[WHAT TO WORK ON]
The records below must be duplicated exactly, character for character.

------------

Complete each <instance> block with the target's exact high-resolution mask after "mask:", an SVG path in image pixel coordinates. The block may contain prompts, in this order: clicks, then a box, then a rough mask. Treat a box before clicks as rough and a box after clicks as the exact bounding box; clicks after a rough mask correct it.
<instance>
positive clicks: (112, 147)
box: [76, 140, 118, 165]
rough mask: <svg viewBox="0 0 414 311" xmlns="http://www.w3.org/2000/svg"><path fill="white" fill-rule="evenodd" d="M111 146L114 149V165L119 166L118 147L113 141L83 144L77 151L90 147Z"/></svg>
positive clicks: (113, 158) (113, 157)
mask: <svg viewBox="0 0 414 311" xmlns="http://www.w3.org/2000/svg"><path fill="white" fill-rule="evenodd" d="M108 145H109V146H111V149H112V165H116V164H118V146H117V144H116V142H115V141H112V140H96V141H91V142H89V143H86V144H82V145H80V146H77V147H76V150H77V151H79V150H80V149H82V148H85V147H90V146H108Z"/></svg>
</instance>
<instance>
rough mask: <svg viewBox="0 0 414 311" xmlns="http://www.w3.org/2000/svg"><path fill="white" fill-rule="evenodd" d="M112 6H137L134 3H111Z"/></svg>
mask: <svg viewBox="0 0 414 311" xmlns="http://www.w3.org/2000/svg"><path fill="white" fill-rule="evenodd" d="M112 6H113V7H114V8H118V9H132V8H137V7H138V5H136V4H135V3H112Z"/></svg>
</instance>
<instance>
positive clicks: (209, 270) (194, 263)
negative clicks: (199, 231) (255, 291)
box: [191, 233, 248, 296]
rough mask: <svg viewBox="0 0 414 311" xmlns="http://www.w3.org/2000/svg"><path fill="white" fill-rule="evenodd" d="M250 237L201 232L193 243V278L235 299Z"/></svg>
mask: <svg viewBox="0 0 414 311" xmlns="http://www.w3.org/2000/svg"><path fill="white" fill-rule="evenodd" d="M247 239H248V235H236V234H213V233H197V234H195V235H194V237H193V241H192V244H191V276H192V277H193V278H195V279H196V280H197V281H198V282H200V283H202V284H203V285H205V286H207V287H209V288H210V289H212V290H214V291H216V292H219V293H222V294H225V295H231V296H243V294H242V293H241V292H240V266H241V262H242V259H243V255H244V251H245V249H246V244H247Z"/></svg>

------------

[WRITTEN SOLUTION]
Complete each <instance> block with the target's exact high-resolution mask after "mask:", an SVG path in image pixel coordinates. The block may contain prompts, in this order: clicks, then a box, then a rough mask. Treat a box before clicks as rough and a box after clicks as the exact bounding box; clicks after a rough mask correct it.
<instance>
positive clicks: (112, 147)
box: [76, 140, 118, 165]
rough mask: <svg viewBox="0 0 414 311" xmlns="http://www.w3.org/2000/svg"><path fill="white" fill-rule="evenodd" d="M111 146L114 149V165L119 166L118 147L113 141L83 144L77 151L90 147Z"/></svg>
positive clicks: (113, 158) (113, 157)
mask: <svg viewBox="0 0 414 311" xmlns="http://www.w3.org/2000/svg"><path fill="white" fill-rule="evenodd" d="M108 145H109V146H111V149H112V165H116V164H118V146H117V144H116V142H115V141H112V140H96V141H91V142H89V143H86V144H82V145H80V146H77V147H76V150H77V151H79V150H80V149H82V148H85V147H90V146H108Z"/></svg>
</instance>
<instance>
rough mask: <svg viewBox="0 0 414 311" xmlns="http://www.w3.org/2000/svg"><path fill="white" fill-rule="evenodd" d="M112 6H137L134 3H111Z"/></svg>
mask: <svg viewBox="0 0 414 311" xmlns="http://www.w3.org/2000/svg"><path fill="white" fill-rule="evenodd" d="M112 6H113V7H114V8H118V9H132V8H137V7H138V5H136V4H135V3H112Z"/></svg>
</instance>
<instance>
positive clicks: (209, 270) (194, 263)
negative clicks: (199, 231) (255, 291)
box: [191, 233, 248, 296]
rough mask: <svg viewBox="0 0 414 311" xmlns="http://www.w3.org/2000/svg"><path fill="white" fill-rule="evenodd" d="M250 237L201 232L193 243V278L235 299Z"/></svg>
mask: <svg viewBox="0 0 414 311" xmlns="http://www.w3.org/2000/svg"><path fill="white" fill-rule="evenodd" d="M247 239H248V235H236V234H213V233H197V234H195V235H194V237H193V241H192V244H191V276H192V277H193V278H195V279H196V280H197V281H198V282H200V283H202V284H203V285H205V286H207V287H209V288H210V289H212V290H214V291H216V292H219V293H222V294H225V295H231V296H243V294H242V293H241V292H240V266H241V262H242V259H243V255H244V251H245V249H246V244H247Z"/></svg>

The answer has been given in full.